> **THE TASK**
Each line below should be repeated exactly as it stands.

> **DATA SECTION**
* * * * * * *
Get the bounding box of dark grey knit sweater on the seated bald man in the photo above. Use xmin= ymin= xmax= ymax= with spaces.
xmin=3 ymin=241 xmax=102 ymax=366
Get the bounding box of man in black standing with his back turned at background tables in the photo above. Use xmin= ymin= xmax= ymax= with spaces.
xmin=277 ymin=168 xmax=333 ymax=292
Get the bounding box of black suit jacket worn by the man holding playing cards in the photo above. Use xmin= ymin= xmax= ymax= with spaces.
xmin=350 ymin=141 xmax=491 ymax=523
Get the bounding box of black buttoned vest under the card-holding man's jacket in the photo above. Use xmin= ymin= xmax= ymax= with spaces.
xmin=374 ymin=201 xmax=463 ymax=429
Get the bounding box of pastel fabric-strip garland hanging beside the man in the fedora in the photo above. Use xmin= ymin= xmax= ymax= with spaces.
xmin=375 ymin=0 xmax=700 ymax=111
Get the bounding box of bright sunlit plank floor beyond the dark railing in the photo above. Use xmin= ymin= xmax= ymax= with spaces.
* * * * * * *
> **RESULT OF THE TASK**
Get the bounding box of dark grey knit sweater on the seated bald man in the photo above. Use xmin= ymin= xmax= ymax= with spaces.
xmin=3 ymin=241 xmax=102 ymax=366
Get the bounding box of man in black standing with his back turned at background tables in the photo above. Use xmin= ymin= xmax= ymax= with spaces.
xmin=277 ymin=168 xmax=333 ymax=292
Get the bounding box of black suit jacket worn by the man holding playing cards in the photo above. Use xmin= ymin= xmax= ymax= with spaces.
xmin=350 ymin=141 xmax=491 ymax=523
Get the bounding box of black buttoned vest under the card-holding man's jacket in the photo above. Use xmin= ymin= xmax= ymax= with spaces.
xmin=374 ymin=201 xmax=463 ymax=429
Get the bounding box of pastel fabric-strip garland hanging beside the man in the fedora in the photo above. Use xmin= ymin= xmax= ymax= with spaces.
xmin=375 ymin=0 xmax=700 ymax=111
Get the bounding box of bright sunlit plank floor beyond the dark railing in the photo above. Use xmin= ymin= xmax= ymax= with spaces.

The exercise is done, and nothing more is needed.